▸ Given problem
Lay out the lines of the data below as a numbered list, leaving out any blank lines.

--- Begin Dataset entries ---

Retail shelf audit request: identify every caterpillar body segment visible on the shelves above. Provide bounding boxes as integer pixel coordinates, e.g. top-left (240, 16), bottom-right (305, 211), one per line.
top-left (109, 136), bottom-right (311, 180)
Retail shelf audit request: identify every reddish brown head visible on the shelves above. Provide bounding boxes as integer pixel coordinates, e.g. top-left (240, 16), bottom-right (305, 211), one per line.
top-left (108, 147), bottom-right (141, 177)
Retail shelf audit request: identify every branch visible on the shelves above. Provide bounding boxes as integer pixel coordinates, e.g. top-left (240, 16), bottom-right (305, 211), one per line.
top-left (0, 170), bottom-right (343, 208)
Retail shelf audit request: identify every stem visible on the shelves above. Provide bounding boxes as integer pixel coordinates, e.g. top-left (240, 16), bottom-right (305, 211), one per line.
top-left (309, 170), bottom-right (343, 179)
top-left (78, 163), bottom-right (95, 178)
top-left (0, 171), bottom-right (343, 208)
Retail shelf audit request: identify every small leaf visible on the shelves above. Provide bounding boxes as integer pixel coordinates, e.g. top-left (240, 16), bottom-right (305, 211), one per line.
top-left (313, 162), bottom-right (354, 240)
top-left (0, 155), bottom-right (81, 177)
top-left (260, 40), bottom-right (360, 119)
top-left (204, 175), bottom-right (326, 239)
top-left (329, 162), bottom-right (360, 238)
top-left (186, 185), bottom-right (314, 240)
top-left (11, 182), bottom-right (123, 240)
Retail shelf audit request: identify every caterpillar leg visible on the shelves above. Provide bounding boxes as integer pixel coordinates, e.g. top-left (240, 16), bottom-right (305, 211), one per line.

--- End Dataset entries ---

▸ Exercise solution
1. Retail shelf audit request: identify every caterpillar body segment visible on the shelves above. Provide bounding boxes as integer pixel coordinates, e.g. top-left (240, 16), bottom-right (305, 211), one per line.
2. top-left (109, 136), bottom-right (311, 180)
3. Retail shelf audit request: identify every reddish brown head visible on the shelves above. Provide bounding boxes as integer pixel coordinates, e.g. top-left (240, 16), bottom-right (305, 211), one per line.
4. top-left (108, 147), bottom-right (141, 177)
5. Retail shelf audit request: identify every branch visible on the shelves above. Provide bounding boxes as integer pixel coordinates, e.g. top-left (240, 16), bottom-right (305, 211), one per line.
6. top-left (0, 170), bottom-right (343, 208)
7. Retail shelf audit request: identify every stem visible on the shelves above. Provide bounding boxes as integer pixel coordinates, e.g. top-left (240, 16), bottom-right (305, 211), one per line.
8. top-left (309, 170), bottom-right (343, 179)
9. top-left (78, 163), bottom-right (95, 178)
10. top-left (0, 171), bottom-right (343, 208)
11. Retail shelf audit request: identify every small leaf visible on the shelves above. Provide bounding boxes as integer pixel coordinates, e.g. top-left (240, 16), bottom-right (305, 211), one per line.
12. top-left (313, 162), bottom-right (354, 240)
13. top-left (0, 155), bottom-right (81, 177)
14. top-left (260, 40), bottom-right (360, 119)
15. top-left (204, 175), bottom-right (326, 239)
16. top-left (329, 162), bottom-right (360, 238)
17. top-left (186, 185), bottom-right (314, 240)
18. top-left (11, 182), bottom-right (123, 240)
19. Retail shelf audit request: identify every caterpillar leg visible on the shelves above. Provide bounding boxes as integer pixel coordinates, e.g. top-left (240, 16), bottom-right (305, 211), one per line.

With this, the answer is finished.